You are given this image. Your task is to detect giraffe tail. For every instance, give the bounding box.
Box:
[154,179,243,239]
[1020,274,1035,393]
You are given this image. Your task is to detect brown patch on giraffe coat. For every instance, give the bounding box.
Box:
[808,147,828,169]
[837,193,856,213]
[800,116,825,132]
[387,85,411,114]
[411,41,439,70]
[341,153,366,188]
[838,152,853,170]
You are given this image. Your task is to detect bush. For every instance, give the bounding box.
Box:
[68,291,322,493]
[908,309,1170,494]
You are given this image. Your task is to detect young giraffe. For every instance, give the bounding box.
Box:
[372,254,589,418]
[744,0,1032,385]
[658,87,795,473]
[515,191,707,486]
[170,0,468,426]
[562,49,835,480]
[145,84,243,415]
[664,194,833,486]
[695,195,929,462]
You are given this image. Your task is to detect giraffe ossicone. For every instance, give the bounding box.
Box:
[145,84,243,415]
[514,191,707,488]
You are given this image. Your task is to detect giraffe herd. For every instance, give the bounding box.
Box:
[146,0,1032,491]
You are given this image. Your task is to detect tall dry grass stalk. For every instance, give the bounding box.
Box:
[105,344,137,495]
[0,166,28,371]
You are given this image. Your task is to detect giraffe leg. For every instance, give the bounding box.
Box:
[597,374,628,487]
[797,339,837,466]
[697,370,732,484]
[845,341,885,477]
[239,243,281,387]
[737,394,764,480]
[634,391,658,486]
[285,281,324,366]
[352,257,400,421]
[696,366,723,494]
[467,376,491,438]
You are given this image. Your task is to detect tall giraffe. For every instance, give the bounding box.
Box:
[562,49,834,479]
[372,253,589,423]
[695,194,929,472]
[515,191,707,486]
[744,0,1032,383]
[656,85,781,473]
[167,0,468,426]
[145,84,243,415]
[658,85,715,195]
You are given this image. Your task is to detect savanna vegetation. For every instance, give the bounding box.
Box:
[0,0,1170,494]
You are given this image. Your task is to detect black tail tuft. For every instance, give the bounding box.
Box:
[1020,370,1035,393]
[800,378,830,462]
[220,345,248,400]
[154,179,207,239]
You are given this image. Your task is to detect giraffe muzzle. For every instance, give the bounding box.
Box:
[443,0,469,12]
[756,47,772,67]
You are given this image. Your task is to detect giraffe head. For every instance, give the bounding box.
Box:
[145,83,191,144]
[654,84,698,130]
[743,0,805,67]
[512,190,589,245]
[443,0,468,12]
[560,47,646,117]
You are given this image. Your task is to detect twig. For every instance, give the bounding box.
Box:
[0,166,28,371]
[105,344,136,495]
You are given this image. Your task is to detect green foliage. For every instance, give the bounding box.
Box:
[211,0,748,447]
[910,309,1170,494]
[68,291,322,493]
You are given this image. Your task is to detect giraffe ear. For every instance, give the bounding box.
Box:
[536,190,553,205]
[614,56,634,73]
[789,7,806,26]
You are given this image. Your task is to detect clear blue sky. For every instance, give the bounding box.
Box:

□ □ □

Reproduce all of the material above, replacing every occurrence of "detect" with "locate" and leaving everything else unchanged.

You are given this image. Your task is to locate giraffe tail. For every instance, give the bounding box.
Box:
[154,179,243,239]
[1020,274,1035,393]
You are given this image. Your task is to locate brown patch on giraffe coat. For every instance, give the bounding box.
Box:
[808,147,828,169]
[837,193,856,213]
[800,116,825,132]
[387,85,411,114]
[411,41,439,70]
[341,153,366,188]
[838,152,853,170]
You are given this image. Your task is to locate bush. For every instance, give the bounding box.
Box:
[68,291,322,493]
[908,309,1170,494]
You are given this image. Your task is to locate young giraffe. For every instance, give the bounding box.
Box:
[372,254,589,418]
[744,0,1032,385]
[658,87,795,473]
[515,191,707,486]
[170,0,468,426]
[562,49,835,480]
[145,84,243,415]
[664,194,833,486]
[695,195,929,462]
You are given this image. Your task is to locate giraffe ossicone. For every instance, give the bounding box.
Box:
[145,84,243,415]
[514,191,707,488]
You are given this image. Your task is to locate giraffe herd. For every instance, give the bounding box.
Box:
[146,0,1032,491]
You are given this image. Your task is to locate tall dry grass stalk. For every instance, give the bounding box.
Box:
[105,344,137,495]
[0,166,28,371]
You are given this image. Your task is to locate giraffe leg. For every instance, give the bounding box.
Box:
[597,374,628,487]
[797,339,837,466]
[697,370,732,484]
[845,341,885,477]
[239,243,281,387]
[737,394,764,480]
[634,391,658,486]
[285,281,324,366]
[352,257,400,421]
[696,366,723,494]
[467,376,491,438]
You are given this image. Your task is to locate tall giraffe. For every instance, give the bounding box.
Box:
[562,49,834,479]
[372,253,589,423]
[695,194,929,472]
[515,191,707,486]
[744,0,1032,383]
[656,85,781,473]
[167,0,468,426]
[145,84,243,415]
[658,85,715,195]
You are given this image. Your task is to locate savanna vegetation. For every instance, give the bounding box.
Box:
[0,0,1170,494]
You are given this image. Your task is to locate black tail tuft. For every instance, give the bounding box.
Box:
[1020,370,1035,393]
[800,378,830,462]
[220,345,248,400]
[154,179,207,239]
You are given this image. Your task is to locate giraffe muzzle. For every instance, give the bounding box.
Box:
[443,0,469,12]
[756,47,772,67]
You are given this image. Your task is to locate giraffe head. For every instance, give the bounding box.
Box:
[145,83,191,144]
[654,84,698,130]
[743,0,805,67]
[512,190,589,245]
[443,0,468,12]
[560,47,646,117]
You are given this image. Your task is to locate twig. For every instance, give the bounding box.
Box:
[0,166,28,371]
[105,344,136,495]
You are given this image. Your task is to locate green foliage. For every instance, give the bounding box.
Box:
[211,0,748,447]
[910,309,1170,494]
[68,291,322,493]
You are given this image. Your task is to locate giraffe ear. For every instance, give the bounding box.
Box:
[536,190,553,205]
[614,56,634,73]
[789,7,806,26]
You are given this image. Your task is to locate clear blue sky. For every instance, give the bounding box.
Box:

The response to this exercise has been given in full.